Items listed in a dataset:
## Begin

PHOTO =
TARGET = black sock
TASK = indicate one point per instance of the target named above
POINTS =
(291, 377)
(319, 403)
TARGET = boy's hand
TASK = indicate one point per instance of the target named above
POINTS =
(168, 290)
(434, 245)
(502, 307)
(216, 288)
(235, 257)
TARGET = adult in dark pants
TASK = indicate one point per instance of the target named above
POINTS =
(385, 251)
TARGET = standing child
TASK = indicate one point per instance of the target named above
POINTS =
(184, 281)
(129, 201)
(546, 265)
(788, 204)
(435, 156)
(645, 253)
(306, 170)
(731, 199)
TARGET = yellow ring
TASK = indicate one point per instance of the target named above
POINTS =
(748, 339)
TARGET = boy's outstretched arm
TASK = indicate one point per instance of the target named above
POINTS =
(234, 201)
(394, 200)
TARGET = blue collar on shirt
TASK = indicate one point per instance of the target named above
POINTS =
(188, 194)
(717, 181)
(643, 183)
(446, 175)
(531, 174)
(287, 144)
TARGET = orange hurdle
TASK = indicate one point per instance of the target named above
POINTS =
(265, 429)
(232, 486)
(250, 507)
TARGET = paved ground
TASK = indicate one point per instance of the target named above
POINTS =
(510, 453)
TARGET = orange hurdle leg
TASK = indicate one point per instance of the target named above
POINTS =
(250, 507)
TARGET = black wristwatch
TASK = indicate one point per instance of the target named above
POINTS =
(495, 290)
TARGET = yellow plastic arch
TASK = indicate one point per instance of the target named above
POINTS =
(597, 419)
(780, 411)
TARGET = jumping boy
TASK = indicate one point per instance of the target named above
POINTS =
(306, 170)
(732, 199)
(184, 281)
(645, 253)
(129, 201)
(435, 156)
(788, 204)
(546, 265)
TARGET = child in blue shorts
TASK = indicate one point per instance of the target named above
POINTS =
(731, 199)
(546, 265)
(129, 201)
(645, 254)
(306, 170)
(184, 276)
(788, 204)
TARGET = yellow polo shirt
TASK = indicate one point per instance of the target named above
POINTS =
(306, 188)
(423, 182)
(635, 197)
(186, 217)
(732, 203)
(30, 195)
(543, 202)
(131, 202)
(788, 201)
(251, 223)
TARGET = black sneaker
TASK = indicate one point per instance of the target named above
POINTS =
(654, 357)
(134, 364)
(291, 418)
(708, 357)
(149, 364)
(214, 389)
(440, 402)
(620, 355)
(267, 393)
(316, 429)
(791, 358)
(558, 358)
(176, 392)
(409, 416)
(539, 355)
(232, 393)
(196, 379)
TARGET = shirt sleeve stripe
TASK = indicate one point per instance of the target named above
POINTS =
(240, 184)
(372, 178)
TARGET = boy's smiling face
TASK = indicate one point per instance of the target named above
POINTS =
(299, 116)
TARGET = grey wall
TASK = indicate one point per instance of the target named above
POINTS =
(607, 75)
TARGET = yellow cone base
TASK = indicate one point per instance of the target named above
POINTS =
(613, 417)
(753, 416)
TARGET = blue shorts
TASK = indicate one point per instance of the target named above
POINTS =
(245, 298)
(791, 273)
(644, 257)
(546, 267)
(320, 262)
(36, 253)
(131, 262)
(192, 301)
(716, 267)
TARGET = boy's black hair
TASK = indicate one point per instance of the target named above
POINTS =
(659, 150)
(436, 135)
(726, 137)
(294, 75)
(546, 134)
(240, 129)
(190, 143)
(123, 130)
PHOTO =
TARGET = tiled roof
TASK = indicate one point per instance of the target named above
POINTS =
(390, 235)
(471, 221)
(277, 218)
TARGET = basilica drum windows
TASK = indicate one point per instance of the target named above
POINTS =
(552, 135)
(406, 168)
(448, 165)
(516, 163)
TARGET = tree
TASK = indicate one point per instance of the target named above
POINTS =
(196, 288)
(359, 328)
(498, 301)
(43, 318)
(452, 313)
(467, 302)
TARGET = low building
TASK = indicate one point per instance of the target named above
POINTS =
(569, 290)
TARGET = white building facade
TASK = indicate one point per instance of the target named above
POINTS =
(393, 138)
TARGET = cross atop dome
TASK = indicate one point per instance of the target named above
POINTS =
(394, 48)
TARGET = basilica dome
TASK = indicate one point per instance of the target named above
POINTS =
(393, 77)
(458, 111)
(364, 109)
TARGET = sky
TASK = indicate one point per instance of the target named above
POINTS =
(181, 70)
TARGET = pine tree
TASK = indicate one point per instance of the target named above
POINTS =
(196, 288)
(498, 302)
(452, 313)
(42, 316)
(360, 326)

## End

## PROBLEM STATEMENT
Print the lines of the listing above again without any change, from the line containing "TARGET = white building facade" through the end of the listing, both ends included.

## WRITTEN SOLUTION
TARGET = white building facade
TASK = indicate one point per instance of the target named above
POINTS =
(393, 138)
TARGET = cross atop dome
TASK = indicate one point per instance of the target named above
POINTS =
(394, 48)
TARGET = basilica dome
TASK = indicate one point per instance of the target named above
POINTS =
(393, 77)
(458, 111)
(364, 109)
TARGET = sky
TASK = indicate one point per instance of the target named above
POINTS =
(181, 70)
TARGET = pine tree
TASK = indicate one point per instance of the target named above
POINTS =
(196, 288)
(498, 302)
(452, 313)
(42, 316)
(360, 326)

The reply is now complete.